══ Estratto fornito ══

È duro, sferzante Franco Masello, l'imprenditore di Malo che ventitrè anni fa, choccato dalla morte del nipotino Massimo stroncato da leucemia, decise di non rimanere alla finestra e di sporcarsi le mani in prima persona, lui che era capo della Deroma, colosso nella produzione di vasi e laterizi, nel tentativo di regalare ai bambini colpiti da tumore quel bene preziosissimo che si chiama speranza di vivere. Lo fece mettendo nero su bianco con 13 amici facoltosi la Fondazione Città della Speranza, la cui mission era ed è quella di disegnare nuove frontiere di ricerca, quindi di diagnosi e cura per l'infanzia colpita da tumori, linfomi, mielomi.

Un magistrale sforzo culminato nel 2012 nella costruzione della Torre della ricerca pediatrica, nella zona industriale di Padova. Con i suoi 17.500 mq il grattacielo, firmato dall'archistar Paolo Portoghesi, è il più grande centro di studio sulle malattie infantili d'Europa in un brulicare di oltre trecento ricercatori. Ma il bilancio è deludente. Masello - non solo padre fondatore ma per due lustri presidente della Fondazione, prima che il testimone passasse ad Andrea Camporese e Stefania Fochesato, quindi tornasse nuovamente nelle sue mani due anni or sono e fino alla prossima approvazione del bilancio 2017 - punta il dito sulla Fondazione Irp, Istituto di ricerca pediatrica, emanazione della Fondazione Città della Speranza che ci mise 100mila euro di capitale unico, e da lui osteggiata perchè «ha finito per imbrigliarci». «Nei molteplici consigli di amministrazione, non una volta che si sia parlato di ricerca e risultati scientifici, ma solo di burocrazia: e poi, siccome l'Irp è partecipato da enti pubblici come Università e Azienda ospedaliera, non gli è concesso avere linee finanziarie».

Fino a ottobre scorso l'Irp era gestito dal direttore generale Stefano Bellon, medico di famiglia, che nella Città della Speranza ci ha sempre messo faccia e fatica, pur non essendo mai stato socio, tantomeno fondatore. Quattro mesi fa le dimissioni perché, parole di Bellon, «il percorso intrapreso e le relative modalità di attuazione non trovano più la mia partecipazione e condivisione». Chiosa Masello: «Sia chiaro, a Bellon siamo molto riconoscenti per la lunga collaborazione, ma negli ultimi anni la ricerca è stata gestita amorevolmente da lui, che ha creato occupazione per ricercatori ma non ricerca di qualità. Io dico invece: rimarrà ricercatore chi farà cose importanti, avrà successo, altrimenti è giusto che svolga un altro lavoro. Per questo abbiamo cambiato lo statuto, la torre non avrà più un dg ma un amministratore delegato che abbia finalmente le competenze per gestire managerialmente un istituto di ricerca come avviene in tutte le parti del mondo, più un direttore scientifico».

═══

Richiesta di lavoro 1 ->
Ricopia dall'estratto sulla Fondazione Città della Speranza il passo che comincia con le parole "È duro, sferzante" e si chiude dopo "tumori, linfomi, mielomi.".
Richiesta di lavoro 2 ->
Traduci in inglese questa frase dell'estratto sulla Fondazione Città della Speranza: «Un magistrale sforzo culminato nel 2012 nella costruzione della Torre della ricerca pediatrica, nella zona industriale di Padova.»
Il materiale non ha alcun ruolo in questo lavoro.

══ Contenuto dei dati ══

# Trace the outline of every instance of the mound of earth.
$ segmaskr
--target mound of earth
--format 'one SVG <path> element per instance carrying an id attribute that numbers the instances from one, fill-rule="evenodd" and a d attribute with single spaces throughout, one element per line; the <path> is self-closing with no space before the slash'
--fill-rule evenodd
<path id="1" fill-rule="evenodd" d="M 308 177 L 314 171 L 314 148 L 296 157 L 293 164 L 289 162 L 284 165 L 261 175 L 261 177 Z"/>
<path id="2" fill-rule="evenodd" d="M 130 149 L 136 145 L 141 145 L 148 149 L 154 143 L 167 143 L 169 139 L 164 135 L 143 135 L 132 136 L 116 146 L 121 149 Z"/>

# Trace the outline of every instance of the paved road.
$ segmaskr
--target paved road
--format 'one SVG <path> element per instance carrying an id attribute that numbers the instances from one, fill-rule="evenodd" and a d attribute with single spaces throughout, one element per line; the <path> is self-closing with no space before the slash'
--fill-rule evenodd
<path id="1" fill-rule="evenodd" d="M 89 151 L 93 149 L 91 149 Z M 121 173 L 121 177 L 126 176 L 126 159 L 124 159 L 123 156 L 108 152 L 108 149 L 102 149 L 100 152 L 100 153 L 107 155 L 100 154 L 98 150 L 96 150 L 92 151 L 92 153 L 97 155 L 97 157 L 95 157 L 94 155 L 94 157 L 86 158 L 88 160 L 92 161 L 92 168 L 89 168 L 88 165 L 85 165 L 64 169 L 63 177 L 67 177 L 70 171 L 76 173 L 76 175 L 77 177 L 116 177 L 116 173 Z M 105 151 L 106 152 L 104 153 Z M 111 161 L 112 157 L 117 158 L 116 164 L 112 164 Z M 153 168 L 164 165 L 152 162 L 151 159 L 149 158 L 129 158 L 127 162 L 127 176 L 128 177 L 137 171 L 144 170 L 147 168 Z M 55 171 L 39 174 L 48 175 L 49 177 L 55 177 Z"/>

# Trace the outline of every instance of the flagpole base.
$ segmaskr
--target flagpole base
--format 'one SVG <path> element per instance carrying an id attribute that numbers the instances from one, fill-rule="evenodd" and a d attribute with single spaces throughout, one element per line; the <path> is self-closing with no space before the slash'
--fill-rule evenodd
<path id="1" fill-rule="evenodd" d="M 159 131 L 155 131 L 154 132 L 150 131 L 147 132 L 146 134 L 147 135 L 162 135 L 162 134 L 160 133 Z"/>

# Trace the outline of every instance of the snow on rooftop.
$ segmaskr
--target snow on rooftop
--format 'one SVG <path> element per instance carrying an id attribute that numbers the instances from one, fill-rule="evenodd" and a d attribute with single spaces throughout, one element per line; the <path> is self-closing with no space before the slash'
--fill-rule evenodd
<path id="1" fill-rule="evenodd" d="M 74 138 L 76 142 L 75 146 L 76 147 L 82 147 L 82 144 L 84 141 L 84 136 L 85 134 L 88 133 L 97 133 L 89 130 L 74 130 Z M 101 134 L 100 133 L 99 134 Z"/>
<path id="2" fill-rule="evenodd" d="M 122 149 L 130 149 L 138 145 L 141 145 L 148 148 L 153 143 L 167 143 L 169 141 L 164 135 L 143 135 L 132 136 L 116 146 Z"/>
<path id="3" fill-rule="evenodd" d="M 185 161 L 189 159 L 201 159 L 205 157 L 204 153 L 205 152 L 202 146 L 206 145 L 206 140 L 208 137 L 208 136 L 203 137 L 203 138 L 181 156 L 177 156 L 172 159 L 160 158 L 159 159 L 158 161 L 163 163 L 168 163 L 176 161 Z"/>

═══

Esito del compito 1 ->
È duro, sferzante Franco Masello, l'imprenditore di Malo che ventitrè anni fa, choccato dalla morte del nipotino Massimo stroncato da leucemia, decise di non rimanere alla finestra e di sporcarsi le mani in prima persona, lui che era capo della Deroma, colosso nella produzione di vasi e laterizi, nel tentativo di regalare ai bambini colpiti da tumore quel bene preziosissimo che si chiama speranza di vivere. Lo fece mettendo nero su bianco con 13 amici facoltosi la Fondazione Città della Speranza, la cui mission era ed è quella di disegnare nuove frontiere di ricerca, quindi di diagnosi e cura per l'infanzia colpita da tumori, linfomi, mielomi.

Esito del compito 2 ->
A masterful effort that culminated in 2012 in the construction of the Pediatric Research Tower, in the industrial zone of Padua.